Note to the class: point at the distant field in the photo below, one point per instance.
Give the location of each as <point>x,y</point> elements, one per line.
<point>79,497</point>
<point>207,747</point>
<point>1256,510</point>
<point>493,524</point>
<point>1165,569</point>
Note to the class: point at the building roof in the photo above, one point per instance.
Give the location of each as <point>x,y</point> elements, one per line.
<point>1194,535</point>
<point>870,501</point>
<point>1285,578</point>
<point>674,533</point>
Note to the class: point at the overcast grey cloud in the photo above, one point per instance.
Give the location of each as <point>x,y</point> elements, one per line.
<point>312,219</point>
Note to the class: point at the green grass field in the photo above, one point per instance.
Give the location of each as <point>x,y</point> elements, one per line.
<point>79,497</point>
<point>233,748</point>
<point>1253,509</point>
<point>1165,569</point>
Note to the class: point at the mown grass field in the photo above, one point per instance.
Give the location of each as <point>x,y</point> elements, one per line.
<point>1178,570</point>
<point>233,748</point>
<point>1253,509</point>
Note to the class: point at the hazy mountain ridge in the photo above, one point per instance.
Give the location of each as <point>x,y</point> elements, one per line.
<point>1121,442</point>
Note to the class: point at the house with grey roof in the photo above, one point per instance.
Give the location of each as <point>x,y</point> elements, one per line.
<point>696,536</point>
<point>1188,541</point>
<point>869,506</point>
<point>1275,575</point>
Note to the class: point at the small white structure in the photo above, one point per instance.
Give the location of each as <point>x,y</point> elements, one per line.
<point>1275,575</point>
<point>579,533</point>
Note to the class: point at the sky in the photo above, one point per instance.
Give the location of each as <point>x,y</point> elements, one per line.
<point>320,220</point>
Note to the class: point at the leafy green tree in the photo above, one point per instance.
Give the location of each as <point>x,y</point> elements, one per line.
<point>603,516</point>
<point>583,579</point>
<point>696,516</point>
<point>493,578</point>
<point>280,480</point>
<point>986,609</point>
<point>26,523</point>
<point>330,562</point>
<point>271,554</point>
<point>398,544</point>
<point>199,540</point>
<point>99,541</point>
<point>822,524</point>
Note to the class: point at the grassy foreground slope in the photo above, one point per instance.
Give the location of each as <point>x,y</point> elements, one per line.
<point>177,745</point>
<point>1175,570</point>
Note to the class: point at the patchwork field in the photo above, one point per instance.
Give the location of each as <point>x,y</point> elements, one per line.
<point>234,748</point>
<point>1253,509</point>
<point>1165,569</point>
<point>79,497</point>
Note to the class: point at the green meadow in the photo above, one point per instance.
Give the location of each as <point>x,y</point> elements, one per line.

━━━━━━━━━━━━━━━━

__What the task asks__: Your answer should be each line from the preceding material in which the word "green" occurs.

__Your response__:
Note to the class: point at the green grass field in the photo above, one point per instance.
Note to the class: point at the leafy green tree in the photo above, one point per instance.
Note to the class: point at the green meadow in the photo above, one point per instance.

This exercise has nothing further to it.